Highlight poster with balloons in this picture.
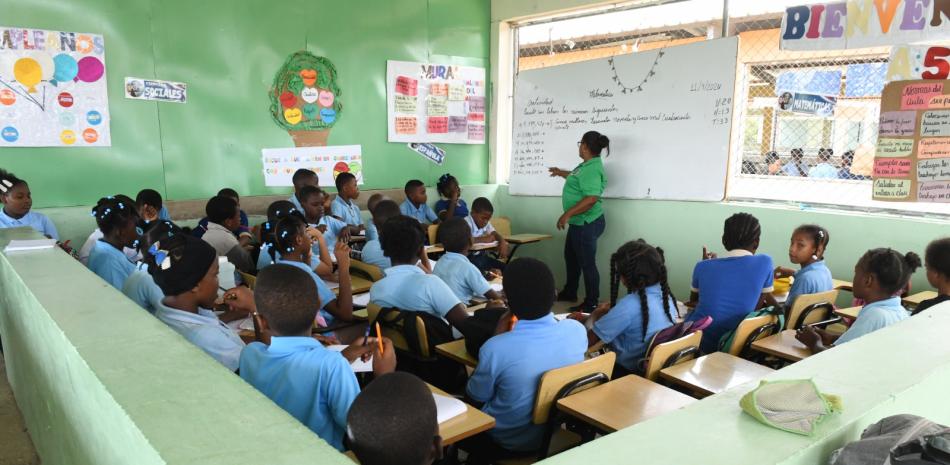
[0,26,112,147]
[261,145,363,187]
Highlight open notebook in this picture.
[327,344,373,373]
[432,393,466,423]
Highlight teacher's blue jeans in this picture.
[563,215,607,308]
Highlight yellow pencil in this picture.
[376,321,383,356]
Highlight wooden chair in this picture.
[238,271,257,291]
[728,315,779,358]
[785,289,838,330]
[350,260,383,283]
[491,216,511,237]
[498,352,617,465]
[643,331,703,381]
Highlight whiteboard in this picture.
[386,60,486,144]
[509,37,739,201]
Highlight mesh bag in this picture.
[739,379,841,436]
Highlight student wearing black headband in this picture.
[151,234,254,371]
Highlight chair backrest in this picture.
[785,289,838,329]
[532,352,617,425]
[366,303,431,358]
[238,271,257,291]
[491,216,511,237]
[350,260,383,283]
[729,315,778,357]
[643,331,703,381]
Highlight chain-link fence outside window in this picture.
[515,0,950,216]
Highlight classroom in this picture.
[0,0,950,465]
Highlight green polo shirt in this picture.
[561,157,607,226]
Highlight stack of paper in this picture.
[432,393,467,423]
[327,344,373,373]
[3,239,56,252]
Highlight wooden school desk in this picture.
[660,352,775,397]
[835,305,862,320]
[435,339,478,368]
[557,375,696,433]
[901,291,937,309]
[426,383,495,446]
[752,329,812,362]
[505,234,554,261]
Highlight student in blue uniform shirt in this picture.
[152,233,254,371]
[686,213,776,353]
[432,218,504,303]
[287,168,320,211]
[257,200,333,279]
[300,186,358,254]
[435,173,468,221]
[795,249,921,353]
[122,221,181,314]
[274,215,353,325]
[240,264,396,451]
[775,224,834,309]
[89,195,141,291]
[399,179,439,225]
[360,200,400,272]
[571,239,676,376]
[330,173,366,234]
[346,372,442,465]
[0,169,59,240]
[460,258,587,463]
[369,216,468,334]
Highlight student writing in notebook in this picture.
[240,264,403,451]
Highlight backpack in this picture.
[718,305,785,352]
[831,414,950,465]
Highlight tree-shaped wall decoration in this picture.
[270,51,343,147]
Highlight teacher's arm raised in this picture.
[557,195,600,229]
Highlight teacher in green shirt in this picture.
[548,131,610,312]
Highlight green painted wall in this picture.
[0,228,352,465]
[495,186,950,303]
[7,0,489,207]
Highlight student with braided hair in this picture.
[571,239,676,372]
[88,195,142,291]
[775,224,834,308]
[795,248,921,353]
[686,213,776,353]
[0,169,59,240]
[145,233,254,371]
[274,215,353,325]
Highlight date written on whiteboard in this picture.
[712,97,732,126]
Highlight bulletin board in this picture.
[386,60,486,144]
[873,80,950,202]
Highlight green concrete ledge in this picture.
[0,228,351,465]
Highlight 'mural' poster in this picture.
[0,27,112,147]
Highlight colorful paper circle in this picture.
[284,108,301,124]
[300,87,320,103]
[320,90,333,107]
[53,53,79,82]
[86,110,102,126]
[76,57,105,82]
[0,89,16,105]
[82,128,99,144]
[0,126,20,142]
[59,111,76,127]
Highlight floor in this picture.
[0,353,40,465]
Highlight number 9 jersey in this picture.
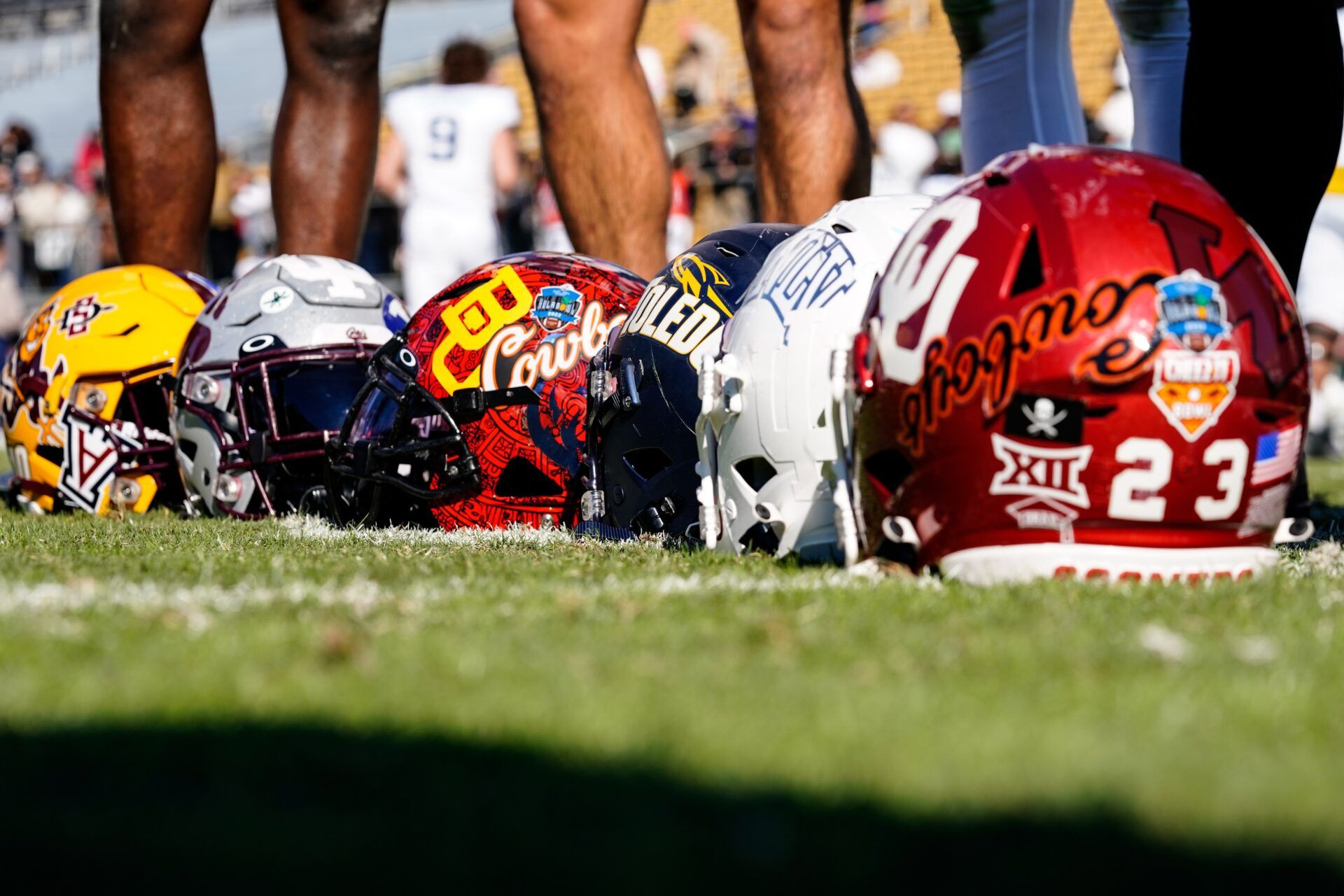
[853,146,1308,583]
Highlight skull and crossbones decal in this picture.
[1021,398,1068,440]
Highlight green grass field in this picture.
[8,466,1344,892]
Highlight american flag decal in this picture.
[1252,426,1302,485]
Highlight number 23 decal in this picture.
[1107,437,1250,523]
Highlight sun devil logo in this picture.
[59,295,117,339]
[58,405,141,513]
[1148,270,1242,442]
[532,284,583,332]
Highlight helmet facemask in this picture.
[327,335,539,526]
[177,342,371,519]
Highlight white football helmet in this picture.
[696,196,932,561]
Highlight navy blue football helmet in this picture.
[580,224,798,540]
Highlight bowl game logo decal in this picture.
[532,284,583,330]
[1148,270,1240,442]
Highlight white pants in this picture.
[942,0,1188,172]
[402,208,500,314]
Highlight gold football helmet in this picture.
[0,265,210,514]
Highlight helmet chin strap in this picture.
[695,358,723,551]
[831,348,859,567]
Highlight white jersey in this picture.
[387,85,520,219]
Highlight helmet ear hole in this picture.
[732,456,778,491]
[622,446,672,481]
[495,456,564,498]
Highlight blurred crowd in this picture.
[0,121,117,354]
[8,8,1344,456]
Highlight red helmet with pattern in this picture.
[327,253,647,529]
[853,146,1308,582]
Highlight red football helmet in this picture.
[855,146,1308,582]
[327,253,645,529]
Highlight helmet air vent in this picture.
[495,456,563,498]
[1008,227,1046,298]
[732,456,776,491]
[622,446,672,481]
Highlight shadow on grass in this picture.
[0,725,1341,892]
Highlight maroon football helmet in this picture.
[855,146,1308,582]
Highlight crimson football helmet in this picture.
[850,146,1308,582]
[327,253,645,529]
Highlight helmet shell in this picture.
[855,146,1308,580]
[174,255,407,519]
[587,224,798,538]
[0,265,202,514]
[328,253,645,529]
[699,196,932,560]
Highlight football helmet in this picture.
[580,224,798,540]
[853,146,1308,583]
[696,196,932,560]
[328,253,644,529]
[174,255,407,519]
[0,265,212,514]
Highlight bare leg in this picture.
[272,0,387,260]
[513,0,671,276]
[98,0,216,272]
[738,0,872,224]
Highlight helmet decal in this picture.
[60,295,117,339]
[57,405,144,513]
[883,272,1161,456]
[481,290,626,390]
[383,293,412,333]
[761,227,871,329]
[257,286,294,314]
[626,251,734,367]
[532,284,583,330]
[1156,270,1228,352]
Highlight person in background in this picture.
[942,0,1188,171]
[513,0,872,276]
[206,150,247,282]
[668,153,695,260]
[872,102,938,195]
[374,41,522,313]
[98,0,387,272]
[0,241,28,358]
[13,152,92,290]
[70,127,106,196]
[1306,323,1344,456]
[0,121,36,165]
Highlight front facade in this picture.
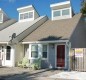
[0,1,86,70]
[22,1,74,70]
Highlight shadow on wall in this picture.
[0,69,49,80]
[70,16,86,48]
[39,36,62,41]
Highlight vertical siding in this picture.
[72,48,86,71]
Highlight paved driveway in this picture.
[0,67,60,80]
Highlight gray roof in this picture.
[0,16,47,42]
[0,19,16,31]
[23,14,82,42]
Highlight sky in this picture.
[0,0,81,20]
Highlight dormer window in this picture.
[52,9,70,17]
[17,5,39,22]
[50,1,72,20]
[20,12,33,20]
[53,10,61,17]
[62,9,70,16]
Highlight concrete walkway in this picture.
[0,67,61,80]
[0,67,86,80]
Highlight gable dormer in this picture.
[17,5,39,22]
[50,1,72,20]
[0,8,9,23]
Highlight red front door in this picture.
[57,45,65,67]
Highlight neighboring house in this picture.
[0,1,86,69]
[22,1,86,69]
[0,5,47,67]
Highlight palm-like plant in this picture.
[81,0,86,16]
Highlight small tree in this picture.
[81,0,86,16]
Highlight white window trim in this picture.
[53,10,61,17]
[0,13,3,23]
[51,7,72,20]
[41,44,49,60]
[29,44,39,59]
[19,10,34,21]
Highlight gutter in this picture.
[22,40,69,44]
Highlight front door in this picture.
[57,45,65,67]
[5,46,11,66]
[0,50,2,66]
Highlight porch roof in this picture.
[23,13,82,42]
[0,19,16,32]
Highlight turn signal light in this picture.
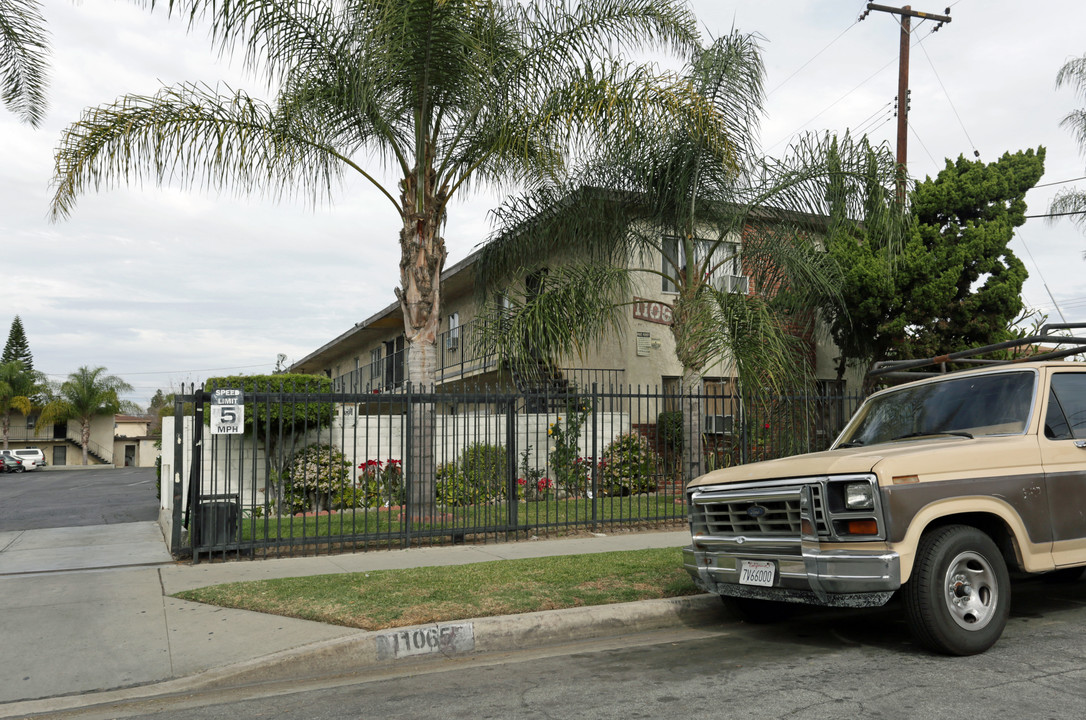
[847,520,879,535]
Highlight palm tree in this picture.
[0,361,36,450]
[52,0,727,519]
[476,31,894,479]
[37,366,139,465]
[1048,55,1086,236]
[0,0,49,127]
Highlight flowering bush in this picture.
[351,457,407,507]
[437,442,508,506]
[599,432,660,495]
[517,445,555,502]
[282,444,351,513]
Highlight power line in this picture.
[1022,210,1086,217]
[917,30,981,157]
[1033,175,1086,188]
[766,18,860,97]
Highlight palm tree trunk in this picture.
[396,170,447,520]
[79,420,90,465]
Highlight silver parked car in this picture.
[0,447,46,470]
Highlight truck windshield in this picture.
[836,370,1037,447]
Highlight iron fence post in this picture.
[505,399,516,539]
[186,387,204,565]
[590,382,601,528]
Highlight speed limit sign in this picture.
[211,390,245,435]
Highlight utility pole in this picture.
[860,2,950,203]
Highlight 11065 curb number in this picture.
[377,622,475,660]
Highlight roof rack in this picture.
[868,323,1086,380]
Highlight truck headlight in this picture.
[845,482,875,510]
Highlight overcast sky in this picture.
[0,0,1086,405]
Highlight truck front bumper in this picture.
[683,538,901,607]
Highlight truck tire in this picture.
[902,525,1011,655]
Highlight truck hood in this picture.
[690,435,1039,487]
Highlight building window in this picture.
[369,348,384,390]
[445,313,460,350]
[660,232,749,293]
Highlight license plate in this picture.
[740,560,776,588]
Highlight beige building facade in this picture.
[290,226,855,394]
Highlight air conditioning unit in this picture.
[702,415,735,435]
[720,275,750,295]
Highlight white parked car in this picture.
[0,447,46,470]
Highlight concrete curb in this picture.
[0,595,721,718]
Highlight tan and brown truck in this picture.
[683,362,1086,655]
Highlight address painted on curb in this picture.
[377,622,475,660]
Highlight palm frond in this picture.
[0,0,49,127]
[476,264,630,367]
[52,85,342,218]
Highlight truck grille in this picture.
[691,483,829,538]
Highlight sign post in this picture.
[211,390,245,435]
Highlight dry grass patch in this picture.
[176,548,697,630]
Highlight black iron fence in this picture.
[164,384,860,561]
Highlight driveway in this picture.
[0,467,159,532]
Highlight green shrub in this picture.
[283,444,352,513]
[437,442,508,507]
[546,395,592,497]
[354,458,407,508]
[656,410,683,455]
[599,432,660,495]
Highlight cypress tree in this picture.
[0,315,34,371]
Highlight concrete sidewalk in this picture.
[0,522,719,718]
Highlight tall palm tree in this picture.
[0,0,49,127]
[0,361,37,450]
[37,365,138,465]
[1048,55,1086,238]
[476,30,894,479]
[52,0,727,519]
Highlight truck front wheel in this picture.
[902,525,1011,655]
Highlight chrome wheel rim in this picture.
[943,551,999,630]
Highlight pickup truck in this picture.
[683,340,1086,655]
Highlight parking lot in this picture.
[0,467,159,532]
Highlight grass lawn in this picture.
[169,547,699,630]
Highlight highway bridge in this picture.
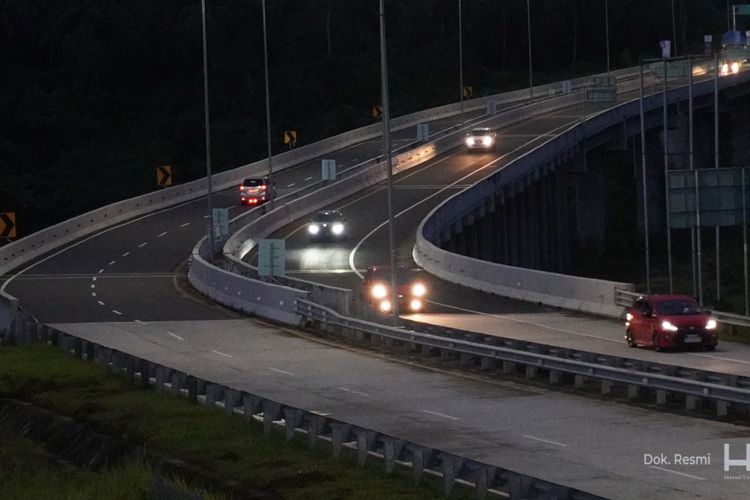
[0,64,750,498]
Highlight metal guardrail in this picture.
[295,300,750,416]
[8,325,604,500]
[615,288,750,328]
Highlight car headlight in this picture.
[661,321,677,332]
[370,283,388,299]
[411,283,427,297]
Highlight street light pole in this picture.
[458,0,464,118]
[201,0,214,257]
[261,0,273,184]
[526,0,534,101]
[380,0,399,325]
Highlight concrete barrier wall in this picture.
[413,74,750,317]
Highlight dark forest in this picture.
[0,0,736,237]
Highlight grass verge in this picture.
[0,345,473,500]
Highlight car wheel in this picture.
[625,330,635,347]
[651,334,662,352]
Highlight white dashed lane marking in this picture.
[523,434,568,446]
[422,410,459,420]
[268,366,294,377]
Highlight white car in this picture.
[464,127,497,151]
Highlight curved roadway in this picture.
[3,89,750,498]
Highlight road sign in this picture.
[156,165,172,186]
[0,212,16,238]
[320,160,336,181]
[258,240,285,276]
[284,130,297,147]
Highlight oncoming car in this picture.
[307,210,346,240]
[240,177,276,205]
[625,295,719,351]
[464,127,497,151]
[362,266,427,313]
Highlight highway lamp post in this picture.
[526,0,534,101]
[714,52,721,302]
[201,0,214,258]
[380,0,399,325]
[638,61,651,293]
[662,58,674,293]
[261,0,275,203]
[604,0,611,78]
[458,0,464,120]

• SHORT PROBLEM
Write out, word for word, every line from the line with "Highlight palm frond in this picture." up to and including the line with "[413,74,750,317]", but leave out the pictures.

• TASK RESPONSE
Highlight palm frond in this picture.
[0,0,49,127]
[476,264,630,367]
[52,85,342,218]
Highlight truck grille in this picture.
[691,483,829,538]
Highlight sign post in this picture.
[211,390,245,435]
Highlight dry grass patch in this picture.
[176,548,697,630]
Highlight black iron fence in this picture.
[164,384,860,561]
Highlight driveway in this picture.
[0,467,159,532]
Highlight green shrub in this picture.
[283,444,352,513]
[437,442,508,507]
[546,395,592,497]
[354,458,407,508]
[656,410,683,455]
[599,432,660,495]
Highlight cypress tree in this picture.
[0,315,34,371]
Highlight concrete sidewalk in this picture.
[0,522,719,718]
Highlight tall palm tree in this picture.
[0,0,49,127]
[0,361,37,450]
[37,365,138,465]
[1048,55,1086,238]
[476,30,894,479]
[52,0,727,519]
Highlight truck front wheel in this picture.
[902,525,1011,655]
Highlight chrome wheel rim in this picture.
[943,551,999,630]
Highlight pickup truck in this picture.
[683,340,1086,655]
Highlight parking lot in this picture.
[0,467,159,532]
Highlight grass lawn in this picture.
[169,547,699,630]
Highlight highway bridge in this picture.
[0,64,750,498]
Highlight metal guardrail in this picture.
[295,300,750,416]
[8,325,604,500]
[615,288,750,328]
Highlight car headlight in this picture.
[661,321,677,332]
[370,283,388,299]
[411,283,427,297]
Highlight street light pole in this picture.
[458,0,464,118]
[201,0,214,257]
[261,0,273,184]
[526,0,534,101]
[380,0,399,325]
Highlight concrete barrier wall in this picture.
[413,74,750,317]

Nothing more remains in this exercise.